• _WHAT IS NEEDED_: Please recast the lines between the one holding "If you could indicate the person" and the one holding "point(493, 289)", inclusive, as a Markdown table with the columns No and Line, giving each line a number and leaving out blank lines.

• _PROVIDED INFORMATION_:

☆ ☆ ☆

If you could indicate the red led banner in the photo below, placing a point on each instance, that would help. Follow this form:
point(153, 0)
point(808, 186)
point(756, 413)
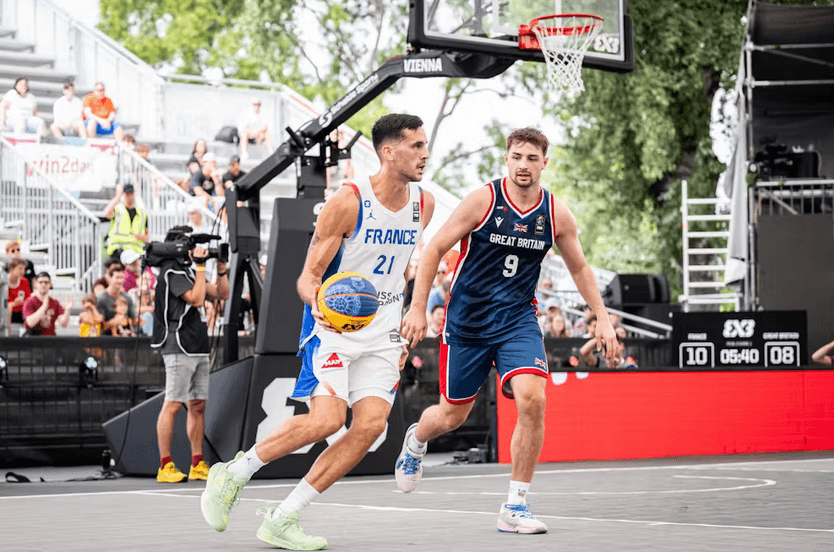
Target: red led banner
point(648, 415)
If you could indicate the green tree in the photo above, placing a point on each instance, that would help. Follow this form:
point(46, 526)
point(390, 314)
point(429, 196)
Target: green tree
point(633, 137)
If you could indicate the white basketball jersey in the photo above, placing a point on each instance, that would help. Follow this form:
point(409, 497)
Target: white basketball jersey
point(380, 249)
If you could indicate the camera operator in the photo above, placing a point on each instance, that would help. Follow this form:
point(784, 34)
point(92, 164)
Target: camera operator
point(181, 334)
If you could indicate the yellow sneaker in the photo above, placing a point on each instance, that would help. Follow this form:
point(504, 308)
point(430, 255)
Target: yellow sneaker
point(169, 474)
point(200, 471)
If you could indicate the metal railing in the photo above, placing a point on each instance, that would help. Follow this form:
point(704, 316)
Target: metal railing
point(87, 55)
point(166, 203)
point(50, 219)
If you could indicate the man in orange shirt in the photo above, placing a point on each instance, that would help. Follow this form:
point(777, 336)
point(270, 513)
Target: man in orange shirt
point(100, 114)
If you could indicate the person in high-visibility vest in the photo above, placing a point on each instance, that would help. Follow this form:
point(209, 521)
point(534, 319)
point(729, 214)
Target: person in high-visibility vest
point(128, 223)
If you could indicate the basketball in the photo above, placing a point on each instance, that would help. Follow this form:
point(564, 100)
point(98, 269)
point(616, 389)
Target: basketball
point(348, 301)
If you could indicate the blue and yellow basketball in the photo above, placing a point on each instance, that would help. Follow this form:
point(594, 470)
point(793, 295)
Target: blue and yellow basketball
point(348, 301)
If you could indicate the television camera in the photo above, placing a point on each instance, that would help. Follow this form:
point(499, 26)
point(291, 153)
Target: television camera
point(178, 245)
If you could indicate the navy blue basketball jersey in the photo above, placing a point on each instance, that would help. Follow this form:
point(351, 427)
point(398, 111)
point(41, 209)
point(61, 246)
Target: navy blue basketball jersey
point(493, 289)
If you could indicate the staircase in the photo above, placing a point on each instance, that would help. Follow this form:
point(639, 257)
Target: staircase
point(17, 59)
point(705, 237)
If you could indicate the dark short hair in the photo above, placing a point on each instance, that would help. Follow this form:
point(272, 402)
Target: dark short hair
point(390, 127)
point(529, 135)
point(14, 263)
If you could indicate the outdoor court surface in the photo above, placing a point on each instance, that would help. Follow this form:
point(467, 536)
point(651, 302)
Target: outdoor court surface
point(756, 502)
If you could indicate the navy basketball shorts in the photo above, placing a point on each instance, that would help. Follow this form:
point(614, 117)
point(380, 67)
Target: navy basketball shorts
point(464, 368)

☆ ☆ ☆

• _SOLUTION FOR THIS PROBLEM_:
| No | Line |
|---|---|
| 1 | If you could indicate the person in high-visibility vest in the photo above, placing a point on each instance, that would help. Follow this form: |
| 2 | point(209, 521) |
| 3 | point(534, 319) |
| 4 | point(729, 214) |
| 5 | Target: person in high-visibility vest |
| 6 | point(128, 223) |
| 7 | If you could indicate the basketball in the photo above, placing a point on each instance, that would help. Follow this form: |
| 8 | point(564, 100) |
| 9 | point(98, 269) |
| 10 | point(616, 389) |
| 11 | Target: basketball |
| 12 | point(348, 301) |
| 13 | If you could indicate the blue and yellow basketball in the photo above, placing a point on each instance, that would help. Follow this form: |
| 14 | point(594, 470) |
| 15 | point(793, 295) |
| 16 | Target: blue and yellow basketball |
| 17 | point(348, 301) |
| 18 | If you could indicate the television camera in the photo above, placing a point on each instance, that would help. Follow this form: |
| 19 | point(499, 26) |
| 20 | point(291, 153) |
| 21 | Target: television camera |
| 22 | point(178, 245) |
| 23 | If you could indicate the navy blue basketball jersey in the photo above, placing a point on each instance, that would help. Follow this form: |
| 24 | point(351, 427) |
| 25 | point(398, 111) |
| 26 | point(41, 209) |
| 27 | point(61, 246) |
| 28 | Target: navy blue basketball jersey |
| 29 | point(493, 289) |